Task prompt => Only the lines from the one containing "Mark the flush" to the end of the data are wanted; print them exactly as they appear.

Source records:

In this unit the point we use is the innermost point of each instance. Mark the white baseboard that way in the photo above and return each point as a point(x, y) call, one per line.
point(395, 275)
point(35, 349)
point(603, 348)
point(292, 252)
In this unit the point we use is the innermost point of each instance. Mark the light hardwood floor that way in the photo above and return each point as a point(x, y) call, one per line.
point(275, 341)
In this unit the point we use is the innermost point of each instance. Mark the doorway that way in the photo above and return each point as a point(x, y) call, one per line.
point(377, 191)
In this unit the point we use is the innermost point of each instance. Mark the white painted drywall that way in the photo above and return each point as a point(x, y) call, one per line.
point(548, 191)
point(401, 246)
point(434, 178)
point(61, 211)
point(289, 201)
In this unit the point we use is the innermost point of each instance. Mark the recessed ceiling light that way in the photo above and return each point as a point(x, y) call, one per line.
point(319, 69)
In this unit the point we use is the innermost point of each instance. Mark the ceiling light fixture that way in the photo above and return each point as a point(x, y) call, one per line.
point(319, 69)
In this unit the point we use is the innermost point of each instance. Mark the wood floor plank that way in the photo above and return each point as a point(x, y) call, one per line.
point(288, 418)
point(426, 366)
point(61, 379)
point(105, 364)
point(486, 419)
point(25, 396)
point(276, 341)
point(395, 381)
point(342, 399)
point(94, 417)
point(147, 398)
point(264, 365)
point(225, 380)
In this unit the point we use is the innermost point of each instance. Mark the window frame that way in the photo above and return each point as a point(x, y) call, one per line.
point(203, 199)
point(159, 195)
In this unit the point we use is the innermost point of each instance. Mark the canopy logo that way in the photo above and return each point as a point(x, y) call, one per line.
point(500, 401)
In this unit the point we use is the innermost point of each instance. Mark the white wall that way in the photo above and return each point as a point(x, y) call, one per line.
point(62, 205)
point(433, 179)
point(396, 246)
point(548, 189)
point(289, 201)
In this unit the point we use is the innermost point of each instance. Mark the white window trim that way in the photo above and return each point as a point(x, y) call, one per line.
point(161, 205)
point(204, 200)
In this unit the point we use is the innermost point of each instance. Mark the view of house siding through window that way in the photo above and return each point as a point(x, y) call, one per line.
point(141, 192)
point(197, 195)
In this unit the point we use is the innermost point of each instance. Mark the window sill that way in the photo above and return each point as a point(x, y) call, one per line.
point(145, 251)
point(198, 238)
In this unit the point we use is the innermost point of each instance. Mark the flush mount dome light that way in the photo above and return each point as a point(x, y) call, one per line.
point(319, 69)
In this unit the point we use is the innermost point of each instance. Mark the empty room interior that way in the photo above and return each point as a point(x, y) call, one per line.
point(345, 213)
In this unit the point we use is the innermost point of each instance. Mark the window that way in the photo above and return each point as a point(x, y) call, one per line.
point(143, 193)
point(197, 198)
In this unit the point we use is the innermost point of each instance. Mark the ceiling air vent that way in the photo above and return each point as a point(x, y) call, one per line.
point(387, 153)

Result of this exercise =>
In this unit the point we use is the innermost point of each instance. Mark the flush mount dome light that way in the photo above and return each point as a point(x, y) call, one per line.
point(319, 69)
In this unit the point we use is the innermost point of each instance. Mark the empty room interior that way in the photo above and return each point as a point(x, y) call, one per line.
point(345, 213)
In this unit the point we use is the innermost point of each instance. Mark the window that way in the photo above and return each point as a point(x, y) call, one per line.
point(143, 193)
point(197, 198)
In this unit the point we use is the innermost point of each instance. Mark the ceiling air vent that way in the photo above and return each point as a point(x, y) call, one per line.
point(387, 153)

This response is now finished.